▶ **Exercise objective**: Output the entries exactly as they appear. Pictures should not be included.
+---+
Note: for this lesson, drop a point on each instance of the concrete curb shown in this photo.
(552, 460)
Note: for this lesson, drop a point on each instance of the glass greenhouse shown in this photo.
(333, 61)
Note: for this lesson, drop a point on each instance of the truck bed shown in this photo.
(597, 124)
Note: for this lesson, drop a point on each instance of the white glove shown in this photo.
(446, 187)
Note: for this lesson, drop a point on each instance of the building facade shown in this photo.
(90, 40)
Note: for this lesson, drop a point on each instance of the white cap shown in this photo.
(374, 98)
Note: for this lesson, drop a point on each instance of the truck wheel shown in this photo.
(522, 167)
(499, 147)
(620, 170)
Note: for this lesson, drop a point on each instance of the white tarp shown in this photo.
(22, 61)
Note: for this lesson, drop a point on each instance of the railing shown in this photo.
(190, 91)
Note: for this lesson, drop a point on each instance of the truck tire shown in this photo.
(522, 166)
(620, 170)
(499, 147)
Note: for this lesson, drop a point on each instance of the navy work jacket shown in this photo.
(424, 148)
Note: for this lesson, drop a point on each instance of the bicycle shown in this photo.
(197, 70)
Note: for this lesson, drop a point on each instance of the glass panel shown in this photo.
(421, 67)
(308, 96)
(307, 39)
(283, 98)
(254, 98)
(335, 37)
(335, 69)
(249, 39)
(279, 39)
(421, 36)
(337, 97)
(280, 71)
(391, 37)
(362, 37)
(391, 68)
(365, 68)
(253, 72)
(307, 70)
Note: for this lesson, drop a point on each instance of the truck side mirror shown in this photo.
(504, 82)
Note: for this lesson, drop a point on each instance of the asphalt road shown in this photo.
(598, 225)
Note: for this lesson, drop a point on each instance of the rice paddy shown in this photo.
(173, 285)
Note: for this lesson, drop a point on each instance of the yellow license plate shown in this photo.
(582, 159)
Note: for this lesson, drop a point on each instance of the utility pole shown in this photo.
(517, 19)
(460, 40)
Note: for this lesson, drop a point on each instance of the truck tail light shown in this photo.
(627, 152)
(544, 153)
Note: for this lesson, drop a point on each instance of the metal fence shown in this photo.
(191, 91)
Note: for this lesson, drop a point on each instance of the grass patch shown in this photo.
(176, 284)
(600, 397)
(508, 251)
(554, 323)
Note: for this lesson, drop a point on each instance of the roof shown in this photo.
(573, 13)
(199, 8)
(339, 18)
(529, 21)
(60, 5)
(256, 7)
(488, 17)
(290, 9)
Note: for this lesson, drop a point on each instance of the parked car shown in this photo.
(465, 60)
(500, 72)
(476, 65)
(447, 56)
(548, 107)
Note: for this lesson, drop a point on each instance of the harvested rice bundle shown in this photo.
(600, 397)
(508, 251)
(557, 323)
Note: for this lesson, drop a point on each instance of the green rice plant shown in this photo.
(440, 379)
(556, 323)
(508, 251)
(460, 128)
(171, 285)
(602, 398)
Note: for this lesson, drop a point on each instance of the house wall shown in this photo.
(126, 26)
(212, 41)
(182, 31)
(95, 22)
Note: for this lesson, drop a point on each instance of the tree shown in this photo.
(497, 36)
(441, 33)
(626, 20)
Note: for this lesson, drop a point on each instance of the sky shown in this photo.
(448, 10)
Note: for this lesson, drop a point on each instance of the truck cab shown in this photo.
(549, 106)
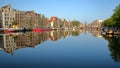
+---+
▶ **Finished exercise**:
Note: for this lesson, drop a point on each instance of the concrete curb shown in this photo.
(552, 460)
Note: for this lesson, drop a point on each instance of the glass greenhouse shown in this photo.
(333, 61)
Note: for this lesson, drop a point on each instance of the truck bed shown in this photo.
(597, 124)
Note: for this lesson, drop a point on each instance of the white glove shown in this photo.
(446, 187)
Note: for this lesson, drop a point on each instance of the building facade shown in this photo.
(90, 40)
Note: for this lesson, drop a point on each instance of the white cap shown in this photo.
(374, 98)
Note: for this lesson, drop a point on each instance of the truck wheel shown in this photo.
(522, 167)
(499, 147)
(620, 170)
Note: for this lesson, drop a point on each instance of the white tarp shown in this photo.
(22, 61)
Note: for this lesson, drop a point on each instance of the railing shown in this photo.
(190, 91)
Note: for this lesson, drop a point on each instance of the truck tire shown in this photo.
(522, 166)
(620, 170)
(499, 147)
Note: for this lesson, drop a point on each instance of the navy work jacket shown in this photo.
(424, 148)
Note: for this lesson, drop a point on each instance of the bicycle shown in this photo.
(197, 70)
Note: for this lesson, drop a point on each instance of the glass panel shown in this photo.
(421, 67)
(308, 96)
(307, 39)
(283, 98)
(254, 98)
(335, 37)
(335, 69)
(249, 39)
(279, 39)
(421, 36)
(337, 97)
(280, 71)
(391, 37)
(362, 37)
(391, 68)
(365, 68)
(253, 72)
(307, 70)
Note: for this lesson, drop a point on each instance of the truck side mirror shown in this photo.
(504, 82)
Note: for this lesson, drop a point on each instance of the asphalt road shown in this photo.
(598, 225)
Note: for this lesson, drop a point on each instance of the rice paddy shown in this photo.
(173, 285)
Note: for this lesson, drop a point on each instance of the yellow license plate shown in this photo.
(582, 159)
Note: for this lesson, drop a point on each instance of the utility pole shown in this photo.
(517, 19)
(460, 40)
Note: for this lesson, drop a point on each instance of the truck tail light shown in this photo.
(627, 152)
(544, 153)
Note: for this lesson, drop a point on each instance of the metal fence shown in this photo.
(191, 91)
Note: for this lesson, drop a point on each instance of the grass patch shown in this photo.
(176, 284)
(600, 397)
(508, 251)
(554, 323)
Note: for this lesson, drop a point on each instance of the roof shown in this photo.
(573, 13)
(199, 8)
(339, 18)
(529, 21)
(60, 5)
(256, 7)
(488, 17)
(290, 9)
Note: for this lesson, drop a point on each instance of the parked car shown in this photo.
(465, 60)
(500, 72)
(476, 65)
(447, 56)
(548, 107)
Note: for this lesson, drop a point on each instance of the harvested rice bundle shown in this photo.
(600, 397)
(508, 251)
(557, 323)
Note: for this lesson, drop a point on each instance of the green rice plant shown in this photo.
(440, 379)
(556, 323)
(508, 251)
(460, 128)
(171, 285)
(602, 398)
Note: for this lesson, drop a point on each instance of the house wall shown in this photo.
(126, 26)
(212, 41)
(182, 31)
(95, 22)
Note: for this lesson, drop a point on each instance of the tree shown in this photo.
(497, 36)
(441, 33)
(626, 20)
Note: for this lesson, drop a point on each instance of the sky shown in this photo.
(448, 10)
Note: for this lesson, drop a point on each instance of the truck cab shown in this photo.
(549, 106)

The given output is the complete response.